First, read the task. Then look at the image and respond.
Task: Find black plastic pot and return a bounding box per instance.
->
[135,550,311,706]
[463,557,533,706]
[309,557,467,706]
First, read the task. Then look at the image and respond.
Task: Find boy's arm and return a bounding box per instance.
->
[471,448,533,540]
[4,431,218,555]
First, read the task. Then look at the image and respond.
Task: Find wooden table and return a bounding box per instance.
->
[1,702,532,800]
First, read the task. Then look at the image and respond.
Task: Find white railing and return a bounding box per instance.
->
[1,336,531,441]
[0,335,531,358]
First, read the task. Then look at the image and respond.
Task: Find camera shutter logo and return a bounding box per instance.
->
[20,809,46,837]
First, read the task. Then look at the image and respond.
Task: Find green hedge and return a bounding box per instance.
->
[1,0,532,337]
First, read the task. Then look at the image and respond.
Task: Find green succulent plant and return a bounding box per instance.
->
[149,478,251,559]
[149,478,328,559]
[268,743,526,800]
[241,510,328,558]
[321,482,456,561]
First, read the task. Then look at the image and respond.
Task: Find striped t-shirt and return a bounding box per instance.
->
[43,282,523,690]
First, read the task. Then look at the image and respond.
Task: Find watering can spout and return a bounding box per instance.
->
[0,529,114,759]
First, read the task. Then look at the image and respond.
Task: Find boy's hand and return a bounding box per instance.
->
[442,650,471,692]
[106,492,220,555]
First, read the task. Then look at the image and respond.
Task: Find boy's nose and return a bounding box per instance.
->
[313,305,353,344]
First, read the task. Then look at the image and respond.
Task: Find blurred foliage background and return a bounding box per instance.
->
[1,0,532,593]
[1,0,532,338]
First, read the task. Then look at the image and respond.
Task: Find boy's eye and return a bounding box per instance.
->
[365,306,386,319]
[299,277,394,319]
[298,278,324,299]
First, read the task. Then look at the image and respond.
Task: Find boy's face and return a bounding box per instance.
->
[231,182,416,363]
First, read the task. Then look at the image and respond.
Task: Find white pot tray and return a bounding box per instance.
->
***
_TASK_
The required output is every line above that contains the string "white".

_TASK ANSWER_
Task: Find white railing and return a bounding box per instance.
Task: Find white pot tray and return a bounding box per instance.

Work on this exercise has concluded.